*** Provided data Section Begins ***

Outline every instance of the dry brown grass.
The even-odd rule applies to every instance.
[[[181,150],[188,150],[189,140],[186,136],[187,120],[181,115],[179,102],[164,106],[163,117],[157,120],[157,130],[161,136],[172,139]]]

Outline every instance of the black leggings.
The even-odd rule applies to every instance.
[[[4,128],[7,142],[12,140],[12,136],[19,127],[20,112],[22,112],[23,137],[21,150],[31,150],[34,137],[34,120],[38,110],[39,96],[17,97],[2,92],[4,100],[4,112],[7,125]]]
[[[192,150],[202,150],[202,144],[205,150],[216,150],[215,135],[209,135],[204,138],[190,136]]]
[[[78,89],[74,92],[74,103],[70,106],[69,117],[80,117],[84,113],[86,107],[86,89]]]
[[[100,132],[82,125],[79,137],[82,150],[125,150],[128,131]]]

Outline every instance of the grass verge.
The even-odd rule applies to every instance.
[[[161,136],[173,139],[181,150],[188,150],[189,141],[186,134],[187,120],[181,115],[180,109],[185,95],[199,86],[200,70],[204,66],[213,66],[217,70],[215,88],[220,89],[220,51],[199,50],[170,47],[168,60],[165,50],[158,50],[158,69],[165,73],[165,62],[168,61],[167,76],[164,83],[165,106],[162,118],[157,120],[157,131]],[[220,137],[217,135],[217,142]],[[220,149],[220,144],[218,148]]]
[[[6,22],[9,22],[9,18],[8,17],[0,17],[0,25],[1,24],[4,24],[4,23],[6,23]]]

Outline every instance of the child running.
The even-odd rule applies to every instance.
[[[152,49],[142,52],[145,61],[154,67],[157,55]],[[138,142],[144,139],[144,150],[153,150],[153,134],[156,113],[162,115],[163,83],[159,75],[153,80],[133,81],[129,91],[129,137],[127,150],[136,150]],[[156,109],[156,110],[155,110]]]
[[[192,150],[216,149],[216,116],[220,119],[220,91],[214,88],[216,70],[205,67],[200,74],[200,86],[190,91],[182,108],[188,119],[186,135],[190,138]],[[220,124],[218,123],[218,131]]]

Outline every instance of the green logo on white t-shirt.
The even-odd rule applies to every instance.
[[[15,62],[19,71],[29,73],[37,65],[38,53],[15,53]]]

*** Provided data Section Ends ***

**Task description:**
Word for word, restate the whole of the material above.

**Solution for this exercise:**
Outline every instance of the dry brown grass.
The even-odd rule applies to every instance.
[[[181,150],[188,150],[189,140],[186,136],[187,120],[181,115],[179,102],[164,106],[163,117],[157,120],[157,130],[161,136],[172,139]]]

Outline every instance of the black leggings.
The even-odd rule applies to every instance.
[[[4,128],[7,142],[12,140],[12,136],[19,127],[20,112],[22,112],[23,137],[21,150],[31,150],[34,137],[34,120],[38,110],[39,96],[17,97],[2,92],[4,100],[4,112],[7,125]]]
[[[192,150],[202,150],[202,144],[205,150],[216,150],[215,135],[209,135],[204,138],[190,136]]]
[[[78,89],[74,92],[74,103],[70,106],[69,117],[80,117],[84,113],[86,107],[86,89]]]
[[[100,132],[82,125],[79,137],[82,150],[125,150],[128,131]]]

Outline every instance of the grass verge.
The even-odd rule applies to every instance.
[[[161,136],[173,139],[181,150],[188,150],[189,141],[186,134],[187,120],[181,115],[180,109],[185,95],[199,86],[200,70],[204,66],[213,66],[217,70],[215,88],[220,89],[220,51],[199,50],[170,47],[168,60],[165,50],[158,50],[158,69],[165,73],[165,62],[168,61],[167,76],[164,83],[165,106],[162,118],[157,120],[157,131]],[[220,137],[217,135],[217,142]],[[220,149],[220,144],[218,148]]]
[[[6,22],[9,22],[9,18],[8,17],[0,17],[0,25],[1,24],[4,24],[4,23],[6,23]]]

Outline every instance of the child running.
The even-odd rule applies to every instance.
[[[152,49],[142,52],[145,61],[154,67],[157,55]],[[138,142],[144,139],[144,150],[153,150],[153,134],[156,113],[162,115],[163,83],[159,75],[153,80],[133,81],[129,91],[129,137],[127,150],[136,150]],[[156,109],[156,110],[155,110]]]
[[[192,150],[216,149],[216,116],[220,119],[220,91],[214,88],[216,70],[205,67],[200,74],[200,86],[190,91],[182,108],[188,119],[186,135],[190,138]],[[220,124],[218,123],[218,131]]]

Outline every instance of the green logo on white t-shirt.
The even-odd rule applies to every instance.
[[[15,62],[19,71],[29,73],[37,65],[38,53],[15,53]]]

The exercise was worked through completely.